KAFKASSAM – Kafkasya Stratejik Araştırmalar Merkezi

  1. Anasayfa
  2. »
  3. Gündem
  4. »
  5. ABD’nin ‘güvenli bölge’ önerisi PYD’yi korumak için

ABD’nin ‘güvenli bölge’ önerisi PYD’yi korumak için

Kafkassam Editör Kafkassam Editör - - 13 dk okuma süresi
280 0

Prof. Dr. Yerdelen:- “ABD’nin önerdiği güvenli bölgenin yalnızca Fırat’ın batısında kalan Afrin ve Münbiç gibi bölgeleri mi, yoksa Fırat’ın doğusunda yer alan PYD/YPG kontrolündeki toprakları mı kapsayacak belli değil. Bölge teröristlerden arındırılmış sı
İSTANBUL (AA) – Giresun Üniversitesi İktisadi ve İdari Bilimler Fakültesi (İİBF) Uluslararası İlişkiler Bölümü Öğretim Üyesi Prof. Dr. Betül Karagöz Yerdelen, ABD’nin önerdiği “güvenli bölge”nin sınırlarının belli olmadığını ifade ederek, “PYD/YPG’nin bölgede zayıflamasını istemeyen Washington, hem Türkiye’yi kaybetmemek için hem de PYD/YPG terör örgütünü korumak için son kertede ‘güvenli bölge’ önerisini yeniden gündeme taşımıştır.” dedi.

> **Verilen kayıtlar**:
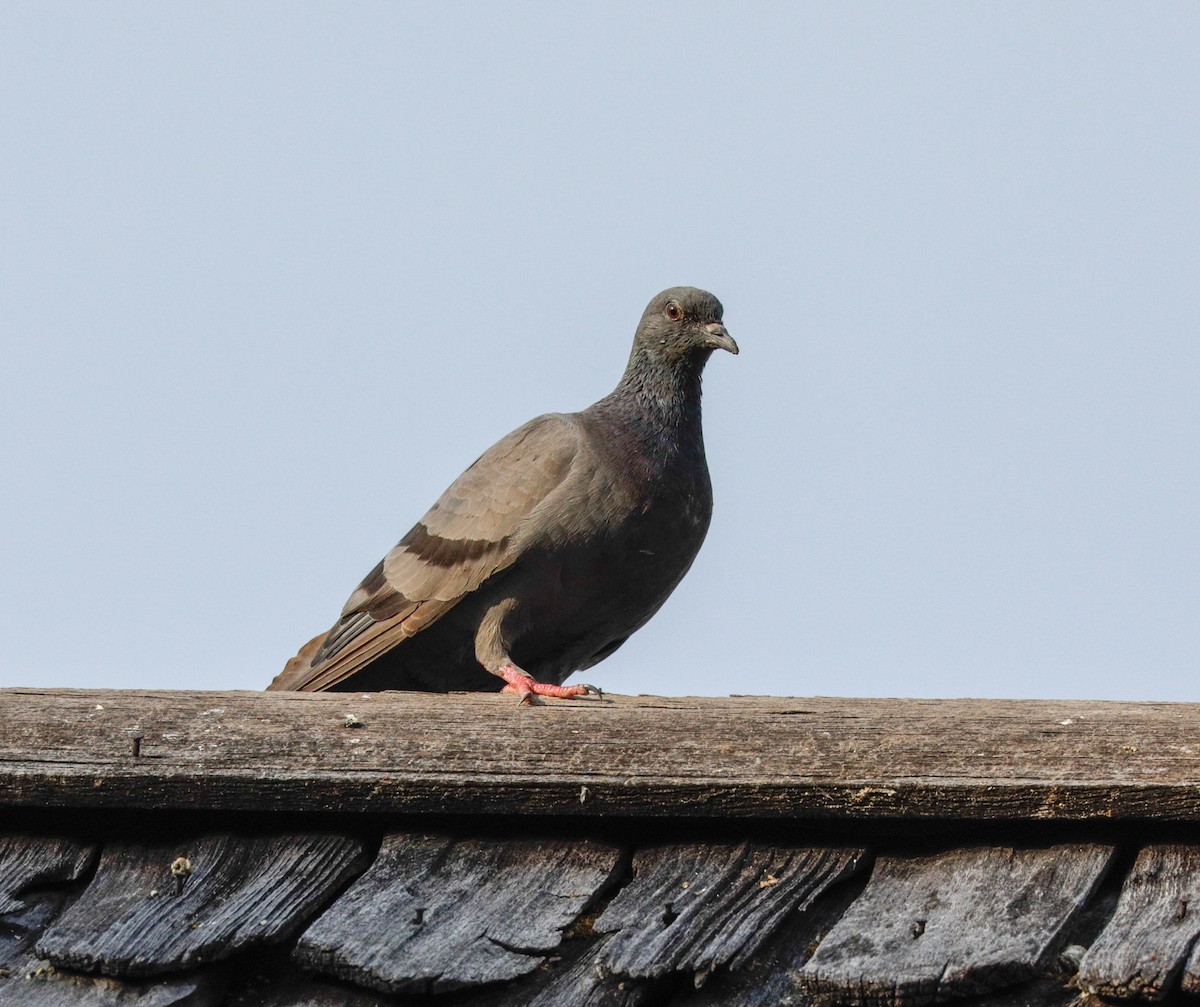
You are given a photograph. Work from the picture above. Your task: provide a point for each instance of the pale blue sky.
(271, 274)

...

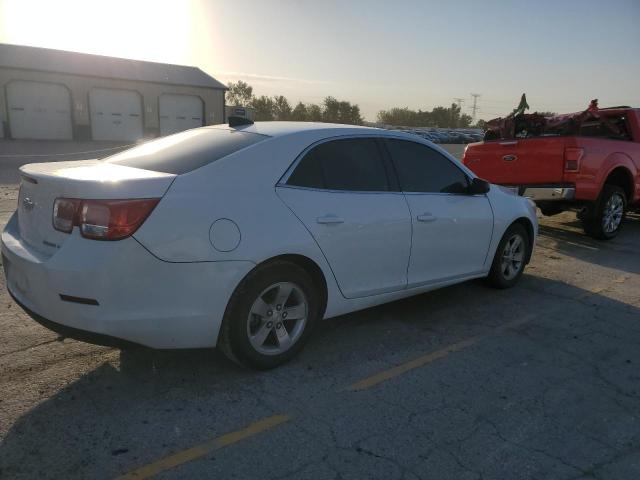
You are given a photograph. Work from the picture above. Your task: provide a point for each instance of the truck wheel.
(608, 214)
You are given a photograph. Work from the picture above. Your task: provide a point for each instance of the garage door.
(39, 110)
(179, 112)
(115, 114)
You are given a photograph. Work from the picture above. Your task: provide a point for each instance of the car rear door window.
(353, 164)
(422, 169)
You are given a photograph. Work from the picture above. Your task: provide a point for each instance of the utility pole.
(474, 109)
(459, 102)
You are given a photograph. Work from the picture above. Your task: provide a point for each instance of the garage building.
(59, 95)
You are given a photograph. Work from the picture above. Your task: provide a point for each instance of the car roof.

> **Alıştırma amacı**: Yukarıdaki güvenli bölge haberini baştan sona, tek bir harfini bile değiştirmeden olduğu gibi geri verin. Kayıtların bu işle hiçbir ilgisi yoktur.

> **Alıştırmanın çıktısı**:
KAFKASSAM – Kafkasya Stratejik Araştırmalar Merkezi

  1. Anasayfa
  2. »
  3. Gündem
  4. »
  5. ABD’nin ‘güvenli bölge’ önerisi PYD’yi korumak için

ABD’nin ‘güvenli bölge’ önerisi PYD’yi korumak için

Kafkassam Editör Kafkassam Editör - - 13 dk okuma süresi
280 0

Prof. Dr. Yerdelen:- “ABD’nin önerdiği güvenli bölgenin yalnızca Fırat’ın batısında kalan Afrin ve Münbiç gibi bölgeleri mi, yoksa Fırat’ın doğusunda yer alan PYD/YPG kontrolündeki toprakları mı kapsayacak belli değil. Bölge teröristlerden arındırılmış sı
İSTANBUL (AA) – Giresun Üniversitesi İktisadi ve İdari Bilimler Fakültesi (İİBF) Uluslararası İlişkiler Bölümü Öğretim Üyesi Prof. Dr. Betül Karagöz Yerdelen, ABD’nin önerdiği “güvenli bölge”nin sınırlarının belli olmadığını ifade ederek, “PYD/YPG’nin bölgede zayıflamasını istemeyen Washington, hem Türkiye’yi kaybetmemek için hem de PYD/YPG terör örgütünü korumak için son kertede ‘güvenli bölge’ önerisini yeniden gündeme taşımıştır.” dedi.